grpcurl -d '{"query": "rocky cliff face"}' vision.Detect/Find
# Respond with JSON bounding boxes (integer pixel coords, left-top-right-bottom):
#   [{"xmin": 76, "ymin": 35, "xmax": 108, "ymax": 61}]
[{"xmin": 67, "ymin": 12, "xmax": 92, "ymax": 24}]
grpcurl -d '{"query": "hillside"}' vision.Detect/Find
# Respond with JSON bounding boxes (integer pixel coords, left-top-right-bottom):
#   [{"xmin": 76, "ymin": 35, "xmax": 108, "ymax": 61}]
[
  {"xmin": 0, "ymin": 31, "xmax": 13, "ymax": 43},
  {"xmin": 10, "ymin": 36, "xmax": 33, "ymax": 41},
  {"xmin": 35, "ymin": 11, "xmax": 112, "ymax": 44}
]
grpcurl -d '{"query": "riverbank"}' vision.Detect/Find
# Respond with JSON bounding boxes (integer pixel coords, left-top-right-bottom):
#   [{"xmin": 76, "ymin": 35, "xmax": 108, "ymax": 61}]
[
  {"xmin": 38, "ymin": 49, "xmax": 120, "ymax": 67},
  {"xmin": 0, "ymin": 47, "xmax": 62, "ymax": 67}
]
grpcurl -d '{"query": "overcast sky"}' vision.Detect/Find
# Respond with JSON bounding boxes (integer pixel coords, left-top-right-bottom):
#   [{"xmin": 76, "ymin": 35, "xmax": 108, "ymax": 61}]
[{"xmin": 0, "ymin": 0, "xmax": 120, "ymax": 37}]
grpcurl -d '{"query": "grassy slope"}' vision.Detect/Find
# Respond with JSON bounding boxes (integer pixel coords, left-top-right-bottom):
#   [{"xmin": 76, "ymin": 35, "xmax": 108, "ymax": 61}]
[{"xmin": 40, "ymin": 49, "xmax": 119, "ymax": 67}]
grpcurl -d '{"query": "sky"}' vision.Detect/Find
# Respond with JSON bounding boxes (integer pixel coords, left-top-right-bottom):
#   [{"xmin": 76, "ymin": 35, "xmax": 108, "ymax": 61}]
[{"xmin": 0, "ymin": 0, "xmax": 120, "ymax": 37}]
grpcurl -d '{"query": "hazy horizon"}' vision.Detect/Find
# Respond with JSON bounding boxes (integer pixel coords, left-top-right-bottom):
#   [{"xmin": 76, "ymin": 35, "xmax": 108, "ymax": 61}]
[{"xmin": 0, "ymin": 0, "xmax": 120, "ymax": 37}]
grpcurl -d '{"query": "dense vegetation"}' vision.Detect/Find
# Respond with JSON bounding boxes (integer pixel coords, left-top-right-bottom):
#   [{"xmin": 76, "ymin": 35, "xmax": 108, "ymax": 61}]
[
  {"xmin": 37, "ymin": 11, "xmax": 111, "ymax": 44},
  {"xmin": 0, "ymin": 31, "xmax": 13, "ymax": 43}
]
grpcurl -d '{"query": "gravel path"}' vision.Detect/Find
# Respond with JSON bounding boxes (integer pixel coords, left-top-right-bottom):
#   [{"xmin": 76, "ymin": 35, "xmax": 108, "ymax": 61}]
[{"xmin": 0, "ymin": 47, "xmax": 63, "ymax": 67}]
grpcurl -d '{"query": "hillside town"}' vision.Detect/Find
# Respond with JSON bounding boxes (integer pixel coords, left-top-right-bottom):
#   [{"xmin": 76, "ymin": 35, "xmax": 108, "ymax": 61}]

WHAT YOU SHOULD DO
Extract, word for word, each line of the listing above.

OUTPUT FOR THIS TASK
grpcurl -d '{"query": "rocky cliff face"}' vision.Detect/Find
# Respond with JSON bounding boxes (integer pixel coords, left-top-right-bottom):
#   [{"xmin": 76, "ymin": 35, "xmax": 108, "ymax": 61}]
[{"xmin": 67, "ymin": 12, "xmax": 92, "ymax": 24}]
grpcurl -d '{"query": "hillside"}' vision.Detect/Find
# Respond with JSON bounding boxes (integer pixel coords, left-top-right-bottom):
#   [{"xmin": 76, "ymin": 35, "xmax": 108, "ymax": 61}]
[
  {"xmin": 0, "ymin": 31, "xmax": 13, "ymax": 43},
  {"xmin": 10, "ymin": 36, "xmax": 33, "ymax": 41},
  {"xmin": 35, "ymin": 11, "xmax": 112, "ymax": 44}
]
grpcurl -d '{"query": "riverbank"}' vision.Detect/Find
# Respond with JSON bounding boxes (integer pixel coords, left-top-right-bottom):
#   [{"xmin": 76, "ymin": 35, "xmax": 108, "ymax": 61}]
[
  {"xmin": 38, "ymin": 49, "xmax": 120, "ymax": 67},
  {"xmin": 0, "ymin": 47, "xmax": 62, "ymax": 67}
]
grpcurl -d '{"query": "overcast sky"}' vision.Detect/Find
# Respond with JSON bounding boxes (integer pixel coords, left-top-right-bottom):
#   [{"xmin": 76, "ymin": 35, "xmax": 108, "ymax": 61}]
[{"xmin": 0, "ymin": 0, "xmax": 120, "ymax": 37}]
grpcurl -d '{"query": "grassy slope"}' vision.Detect/Find
# Respond with JSON bounding boxes (integer pixel coords, left-top-right-bottom):
#   [{"xmin": 76, "ymin": 35, "xmax": 108, "ymax": 61}]
[{"xmin": 40, "ymin": 49, "xmax": 119, "ymax": 67}]
grpcurl -d '{"query": "sky"}' vision.Detect/Find
# Respond with JSON bounding boxes (integer pixel coords, left-top-right-bottom):
#   [{"xmin": 76, "ymin": 35, "xmax": 108, "ymax": 61}]
[{"xmin": 0, "ymin": 0, "xmax": 120, "ymax": 37}]
grpcurl -d '{"query": "hazy horizon"}' vision.Detect/Find
# Respond with JSON bounding boxes (integer pixel coords, left-top-right-bottom):
#   [{"xmin": 76, "ymin": 35, "xmax": 108, "ymax": 61}]
[{"xmin": 0, "ymin": 0, "xmax": 120, "ymax": 37}]
grpcurl -d '{"query": "dense vegetation"}' vision.Detect/Find
# Respond with JSON bounding boxes (integer pixel coords, left-top-right-bottom):
#   [{"xmin": 76, "ymin": 35, "xmax": 108, "ymax": 61}]
[
  {"xmin": 37, "ymin": 11, "xmax": 111, "ymax": 44},
  {"xmin": 0, "ymin": 31, "xmax": 13, "ymax": 43}
]
grpcurl -d '{"query": "gravel path"}' vision.Detect/Find
# Respond with JSON bounding boxes (integer pixel coords, left-top-right-bottom):
#   [{"xmin": 76, "ymin": 35, "xmax": 108, "ymax": 61}]
[{"xmin": 0, "ymin": 47, "xmax": 63, "ymax": 67}]
grpcurl -d '{"query": "hillside town"}' vision.Detect/Find
# Respond with JSON bounding boxes (integer pixel coords, left-top-right-bottom):
#   [{"xmin": 76, "ymin": 35, "xmax": 108, "ymax": 61}]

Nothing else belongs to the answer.